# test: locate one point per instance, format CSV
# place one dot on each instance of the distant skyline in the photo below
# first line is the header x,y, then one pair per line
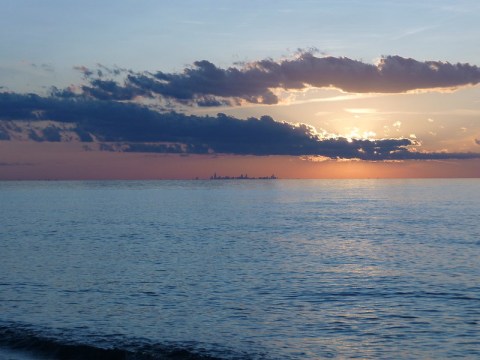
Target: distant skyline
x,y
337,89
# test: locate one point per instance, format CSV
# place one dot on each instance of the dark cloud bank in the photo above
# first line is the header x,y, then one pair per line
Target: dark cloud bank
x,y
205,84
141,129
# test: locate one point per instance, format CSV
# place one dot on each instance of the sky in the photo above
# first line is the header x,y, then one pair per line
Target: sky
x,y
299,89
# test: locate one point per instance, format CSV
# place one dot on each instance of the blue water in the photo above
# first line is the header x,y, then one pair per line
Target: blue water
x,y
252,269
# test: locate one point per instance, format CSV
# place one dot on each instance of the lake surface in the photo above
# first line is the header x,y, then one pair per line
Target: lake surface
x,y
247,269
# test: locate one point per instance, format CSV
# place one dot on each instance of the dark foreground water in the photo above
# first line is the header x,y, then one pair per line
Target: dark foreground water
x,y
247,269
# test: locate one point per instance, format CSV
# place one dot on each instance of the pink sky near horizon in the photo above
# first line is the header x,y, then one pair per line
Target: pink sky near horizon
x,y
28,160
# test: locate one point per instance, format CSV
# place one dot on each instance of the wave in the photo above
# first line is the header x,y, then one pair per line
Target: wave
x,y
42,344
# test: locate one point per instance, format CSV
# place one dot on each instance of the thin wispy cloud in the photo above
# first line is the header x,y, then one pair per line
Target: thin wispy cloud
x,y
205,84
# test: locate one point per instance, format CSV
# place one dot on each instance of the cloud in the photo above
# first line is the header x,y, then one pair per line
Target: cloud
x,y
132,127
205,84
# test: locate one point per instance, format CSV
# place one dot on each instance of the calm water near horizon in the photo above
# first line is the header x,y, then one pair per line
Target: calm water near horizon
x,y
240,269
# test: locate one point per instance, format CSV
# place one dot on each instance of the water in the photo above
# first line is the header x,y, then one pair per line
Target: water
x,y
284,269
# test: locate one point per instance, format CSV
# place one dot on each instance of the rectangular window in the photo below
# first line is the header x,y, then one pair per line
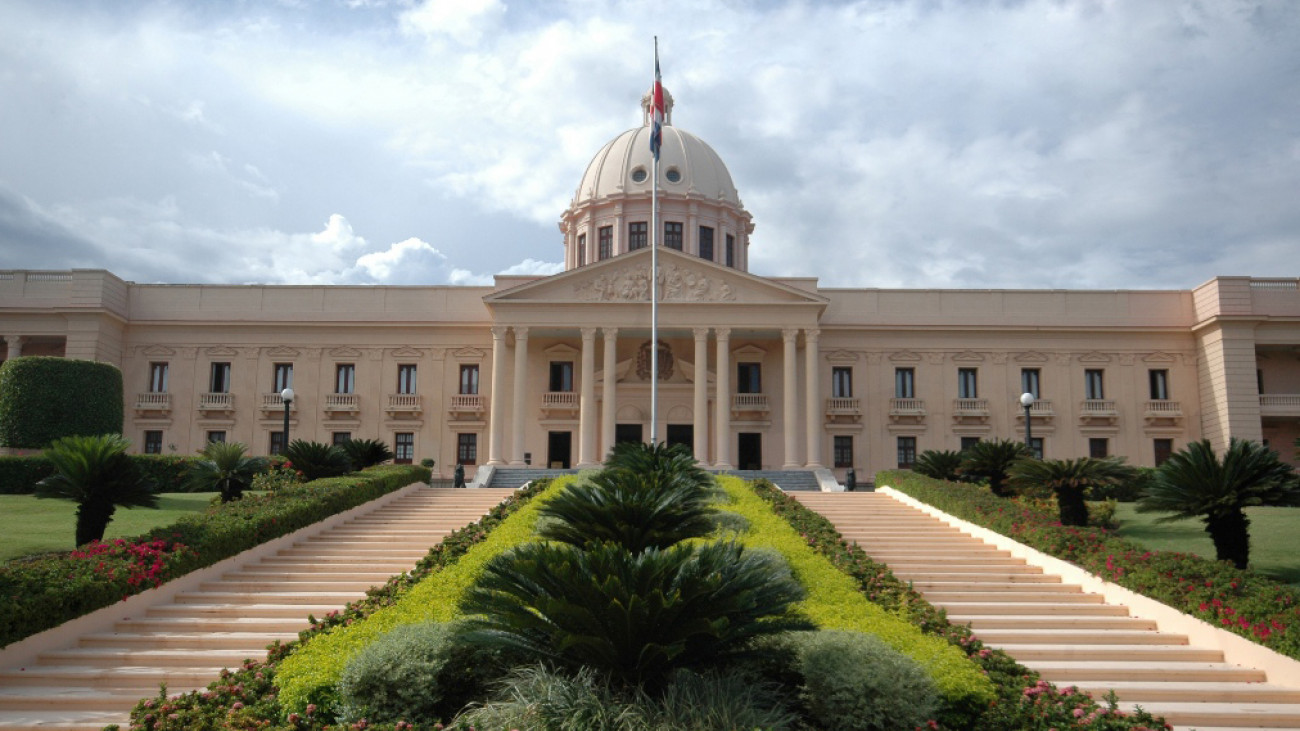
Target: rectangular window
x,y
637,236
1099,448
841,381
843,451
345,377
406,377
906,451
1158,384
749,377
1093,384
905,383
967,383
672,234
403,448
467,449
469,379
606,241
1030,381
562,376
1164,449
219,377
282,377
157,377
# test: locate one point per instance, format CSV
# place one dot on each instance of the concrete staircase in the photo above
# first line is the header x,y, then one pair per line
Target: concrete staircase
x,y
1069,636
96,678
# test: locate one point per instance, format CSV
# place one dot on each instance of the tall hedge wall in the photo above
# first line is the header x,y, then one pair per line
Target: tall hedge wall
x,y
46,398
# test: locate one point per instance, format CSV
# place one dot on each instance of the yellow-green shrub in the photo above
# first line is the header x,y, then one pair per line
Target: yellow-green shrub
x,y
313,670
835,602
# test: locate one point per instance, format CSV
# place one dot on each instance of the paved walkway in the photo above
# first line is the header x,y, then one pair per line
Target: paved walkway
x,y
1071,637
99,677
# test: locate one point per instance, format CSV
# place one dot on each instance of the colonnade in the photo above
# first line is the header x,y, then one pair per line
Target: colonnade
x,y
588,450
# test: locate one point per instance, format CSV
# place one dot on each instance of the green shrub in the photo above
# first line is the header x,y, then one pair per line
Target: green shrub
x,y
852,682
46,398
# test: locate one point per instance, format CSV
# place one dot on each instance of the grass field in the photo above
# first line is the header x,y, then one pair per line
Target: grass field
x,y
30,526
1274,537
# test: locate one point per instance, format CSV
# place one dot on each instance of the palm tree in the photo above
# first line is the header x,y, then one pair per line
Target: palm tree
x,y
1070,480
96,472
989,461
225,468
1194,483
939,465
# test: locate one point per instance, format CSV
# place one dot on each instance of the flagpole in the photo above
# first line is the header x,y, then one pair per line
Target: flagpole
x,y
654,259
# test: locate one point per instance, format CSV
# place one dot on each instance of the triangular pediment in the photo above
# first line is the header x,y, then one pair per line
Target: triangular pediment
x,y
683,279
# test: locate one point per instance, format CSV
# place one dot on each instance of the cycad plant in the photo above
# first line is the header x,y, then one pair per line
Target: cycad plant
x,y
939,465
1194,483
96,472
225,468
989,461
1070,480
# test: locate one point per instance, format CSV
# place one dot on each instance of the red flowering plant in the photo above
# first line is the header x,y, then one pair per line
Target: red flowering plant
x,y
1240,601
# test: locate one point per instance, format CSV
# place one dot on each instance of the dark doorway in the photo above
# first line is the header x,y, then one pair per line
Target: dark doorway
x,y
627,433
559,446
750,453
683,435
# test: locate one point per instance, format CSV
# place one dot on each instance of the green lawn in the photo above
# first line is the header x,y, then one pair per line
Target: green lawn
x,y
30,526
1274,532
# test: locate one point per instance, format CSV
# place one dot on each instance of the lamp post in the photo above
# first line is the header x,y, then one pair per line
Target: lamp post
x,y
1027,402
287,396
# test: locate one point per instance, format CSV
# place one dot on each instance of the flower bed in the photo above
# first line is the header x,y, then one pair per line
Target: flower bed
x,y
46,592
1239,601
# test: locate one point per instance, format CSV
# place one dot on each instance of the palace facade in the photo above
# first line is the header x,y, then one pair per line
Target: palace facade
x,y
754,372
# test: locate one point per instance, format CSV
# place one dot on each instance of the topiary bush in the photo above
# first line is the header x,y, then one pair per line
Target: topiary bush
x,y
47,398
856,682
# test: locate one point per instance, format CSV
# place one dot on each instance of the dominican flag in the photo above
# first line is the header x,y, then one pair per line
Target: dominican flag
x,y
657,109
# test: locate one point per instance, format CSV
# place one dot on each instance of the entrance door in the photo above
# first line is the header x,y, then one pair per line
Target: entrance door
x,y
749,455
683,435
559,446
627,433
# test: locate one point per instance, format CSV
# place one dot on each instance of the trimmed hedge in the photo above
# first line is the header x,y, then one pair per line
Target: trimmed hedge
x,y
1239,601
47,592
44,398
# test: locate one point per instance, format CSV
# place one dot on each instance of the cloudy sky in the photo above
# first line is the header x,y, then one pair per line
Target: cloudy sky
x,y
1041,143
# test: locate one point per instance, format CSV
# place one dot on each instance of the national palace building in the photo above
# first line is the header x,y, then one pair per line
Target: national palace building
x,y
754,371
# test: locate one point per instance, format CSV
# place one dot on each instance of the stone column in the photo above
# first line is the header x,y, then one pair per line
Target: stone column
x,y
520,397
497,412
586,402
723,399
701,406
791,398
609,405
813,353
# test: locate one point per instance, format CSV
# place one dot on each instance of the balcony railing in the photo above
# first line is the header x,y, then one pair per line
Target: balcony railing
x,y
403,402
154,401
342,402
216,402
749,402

------------------------------------------------------------

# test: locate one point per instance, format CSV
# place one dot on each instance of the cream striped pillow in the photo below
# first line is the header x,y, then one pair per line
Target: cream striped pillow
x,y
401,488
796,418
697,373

------------------------------------------------------------

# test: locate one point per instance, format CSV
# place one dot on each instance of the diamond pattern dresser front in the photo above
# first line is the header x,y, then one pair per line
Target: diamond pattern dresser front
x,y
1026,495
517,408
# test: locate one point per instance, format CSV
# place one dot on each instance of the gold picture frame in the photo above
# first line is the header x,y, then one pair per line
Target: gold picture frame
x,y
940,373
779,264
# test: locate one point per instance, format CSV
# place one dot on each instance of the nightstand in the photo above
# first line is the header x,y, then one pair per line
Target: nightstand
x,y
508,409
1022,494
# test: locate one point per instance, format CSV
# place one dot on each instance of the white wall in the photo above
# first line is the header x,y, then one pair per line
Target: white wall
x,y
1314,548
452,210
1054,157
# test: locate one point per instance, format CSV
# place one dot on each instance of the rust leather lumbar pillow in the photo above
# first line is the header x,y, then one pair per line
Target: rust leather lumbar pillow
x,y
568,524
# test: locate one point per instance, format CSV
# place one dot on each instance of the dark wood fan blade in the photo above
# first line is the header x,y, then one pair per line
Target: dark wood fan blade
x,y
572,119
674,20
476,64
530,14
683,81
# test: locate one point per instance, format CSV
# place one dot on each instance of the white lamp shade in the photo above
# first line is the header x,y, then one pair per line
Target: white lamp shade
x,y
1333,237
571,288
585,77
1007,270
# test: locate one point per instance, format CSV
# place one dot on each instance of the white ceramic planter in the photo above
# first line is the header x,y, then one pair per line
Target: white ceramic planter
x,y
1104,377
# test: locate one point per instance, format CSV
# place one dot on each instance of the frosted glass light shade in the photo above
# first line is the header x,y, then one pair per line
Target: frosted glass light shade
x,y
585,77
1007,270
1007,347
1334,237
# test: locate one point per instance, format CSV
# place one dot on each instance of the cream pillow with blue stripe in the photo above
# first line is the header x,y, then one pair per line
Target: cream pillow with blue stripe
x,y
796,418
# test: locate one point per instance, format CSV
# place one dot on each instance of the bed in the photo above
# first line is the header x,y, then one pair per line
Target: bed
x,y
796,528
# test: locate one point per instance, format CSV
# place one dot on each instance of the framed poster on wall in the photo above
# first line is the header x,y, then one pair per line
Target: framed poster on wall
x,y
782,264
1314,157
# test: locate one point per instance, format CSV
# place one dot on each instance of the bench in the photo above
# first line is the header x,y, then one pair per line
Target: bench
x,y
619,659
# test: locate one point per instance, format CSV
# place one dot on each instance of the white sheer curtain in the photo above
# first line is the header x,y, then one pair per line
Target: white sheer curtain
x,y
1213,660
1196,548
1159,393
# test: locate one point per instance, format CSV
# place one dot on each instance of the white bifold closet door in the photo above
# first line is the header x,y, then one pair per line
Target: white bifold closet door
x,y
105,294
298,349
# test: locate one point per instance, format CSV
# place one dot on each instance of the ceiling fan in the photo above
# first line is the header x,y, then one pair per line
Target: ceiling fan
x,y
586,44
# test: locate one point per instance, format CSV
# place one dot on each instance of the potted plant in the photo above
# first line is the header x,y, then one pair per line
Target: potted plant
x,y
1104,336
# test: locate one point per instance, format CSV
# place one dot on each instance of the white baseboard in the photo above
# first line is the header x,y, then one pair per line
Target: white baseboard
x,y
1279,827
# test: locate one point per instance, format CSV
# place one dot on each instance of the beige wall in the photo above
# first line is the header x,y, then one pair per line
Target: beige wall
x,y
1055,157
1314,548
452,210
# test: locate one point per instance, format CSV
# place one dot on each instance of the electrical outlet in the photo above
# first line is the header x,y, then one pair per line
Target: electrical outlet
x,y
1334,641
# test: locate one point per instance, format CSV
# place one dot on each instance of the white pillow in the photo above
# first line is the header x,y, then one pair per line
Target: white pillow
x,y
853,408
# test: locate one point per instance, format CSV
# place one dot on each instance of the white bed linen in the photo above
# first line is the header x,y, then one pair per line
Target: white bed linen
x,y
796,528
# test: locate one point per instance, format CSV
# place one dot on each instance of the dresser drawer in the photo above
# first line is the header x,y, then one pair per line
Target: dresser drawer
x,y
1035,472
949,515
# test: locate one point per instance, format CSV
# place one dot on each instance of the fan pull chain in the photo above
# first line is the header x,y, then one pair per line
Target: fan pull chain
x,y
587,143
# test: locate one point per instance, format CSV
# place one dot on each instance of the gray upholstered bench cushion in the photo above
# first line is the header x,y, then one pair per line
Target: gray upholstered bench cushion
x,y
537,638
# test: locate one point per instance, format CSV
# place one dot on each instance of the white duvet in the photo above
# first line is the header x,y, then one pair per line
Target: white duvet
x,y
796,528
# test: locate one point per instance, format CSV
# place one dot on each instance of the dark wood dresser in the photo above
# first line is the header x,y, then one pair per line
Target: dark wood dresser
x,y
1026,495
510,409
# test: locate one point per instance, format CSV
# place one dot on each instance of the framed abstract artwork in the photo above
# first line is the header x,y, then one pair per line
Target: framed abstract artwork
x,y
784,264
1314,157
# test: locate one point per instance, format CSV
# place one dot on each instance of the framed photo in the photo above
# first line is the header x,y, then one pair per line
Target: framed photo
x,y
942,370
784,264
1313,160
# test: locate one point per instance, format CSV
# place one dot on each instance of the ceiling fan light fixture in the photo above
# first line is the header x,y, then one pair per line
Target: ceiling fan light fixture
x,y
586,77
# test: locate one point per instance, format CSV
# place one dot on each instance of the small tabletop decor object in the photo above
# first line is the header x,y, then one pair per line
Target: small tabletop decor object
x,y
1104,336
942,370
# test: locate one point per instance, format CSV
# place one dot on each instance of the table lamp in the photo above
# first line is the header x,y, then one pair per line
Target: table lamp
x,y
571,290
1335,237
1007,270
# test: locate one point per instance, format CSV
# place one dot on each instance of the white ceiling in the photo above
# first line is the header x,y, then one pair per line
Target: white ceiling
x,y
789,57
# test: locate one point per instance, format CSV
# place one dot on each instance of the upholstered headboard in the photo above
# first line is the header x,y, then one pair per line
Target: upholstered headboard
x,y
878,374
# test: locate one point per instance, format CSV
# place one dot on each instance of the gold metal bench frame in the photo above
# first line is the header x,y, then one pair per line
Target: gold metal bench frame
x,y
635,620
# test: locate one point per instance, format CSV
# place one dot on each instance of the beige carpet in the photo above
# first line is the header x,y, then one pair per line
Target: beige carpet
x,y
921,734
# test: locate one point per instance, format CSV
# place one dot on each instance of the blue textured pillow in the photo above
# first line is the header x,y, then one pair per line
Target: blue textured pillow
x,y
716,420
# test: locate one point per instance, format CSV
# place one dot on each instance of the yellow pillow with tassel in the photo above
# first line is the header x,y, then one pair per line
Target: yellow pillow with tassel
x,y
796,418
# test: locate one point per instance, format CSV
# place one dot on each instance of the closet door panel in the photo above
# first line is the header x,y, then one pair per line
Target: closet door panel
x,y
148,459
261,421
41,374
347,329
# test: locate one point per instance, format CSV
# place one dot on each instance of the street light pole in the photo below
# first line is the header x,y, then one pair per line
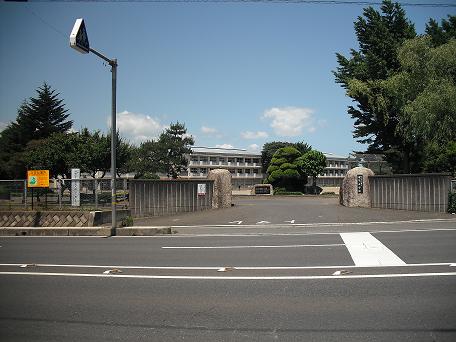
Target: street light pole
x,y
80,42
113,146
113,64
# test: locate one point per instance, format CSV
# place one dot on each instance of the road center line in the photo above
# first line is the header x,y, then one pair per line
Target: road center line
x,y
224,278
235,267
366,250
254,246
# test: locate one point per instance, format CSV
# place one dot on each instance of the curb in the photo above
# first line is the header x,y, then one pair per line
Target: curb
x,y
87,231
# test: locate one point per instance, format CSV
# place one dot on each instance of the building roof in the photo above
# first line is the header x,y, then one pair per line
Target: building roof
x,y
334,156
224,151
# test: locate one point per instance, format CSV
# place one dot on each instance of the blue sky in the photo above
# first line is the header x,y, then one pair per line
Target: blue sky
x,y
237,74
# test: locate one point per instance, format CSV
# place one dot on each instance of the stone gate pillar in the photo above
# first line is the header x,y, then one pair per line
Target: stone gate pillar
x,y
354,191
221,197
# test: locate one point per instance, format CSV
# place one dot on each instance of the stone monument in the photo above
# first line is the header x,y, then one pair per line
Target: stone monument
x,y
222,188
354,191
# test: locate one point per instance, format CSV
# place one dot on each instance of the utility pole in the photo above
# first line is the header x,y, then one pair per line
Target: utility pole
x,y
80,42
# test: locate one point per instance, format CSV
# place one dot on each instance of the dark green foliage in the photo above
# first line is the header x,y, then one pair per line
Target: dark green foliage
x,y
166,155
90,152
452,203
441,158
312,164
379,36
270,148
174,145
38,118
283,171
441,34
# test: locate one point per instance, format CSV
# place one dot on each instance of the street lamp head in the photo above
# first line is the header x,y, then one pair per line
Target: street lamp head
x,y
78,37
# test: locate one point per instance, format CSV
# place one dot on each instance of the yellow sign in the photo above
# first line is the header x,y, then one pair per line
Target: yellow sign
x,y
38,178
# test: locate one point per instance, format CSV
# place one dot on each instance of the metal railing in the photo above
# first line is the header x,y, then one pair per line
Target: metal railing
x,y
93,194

------------------------------------------------------------

▶ WHAT IS ASKED: Collect every line in the data above that contains the word "lumbar". Matching is case-sensitive, so uppercase and lowercase letters count as different.

▶ RESULT OF THIS EXERCISE:
# place one dot on each instance of the rust leather lumbar pillow in the photo above
Target: rust leather lumbar pillow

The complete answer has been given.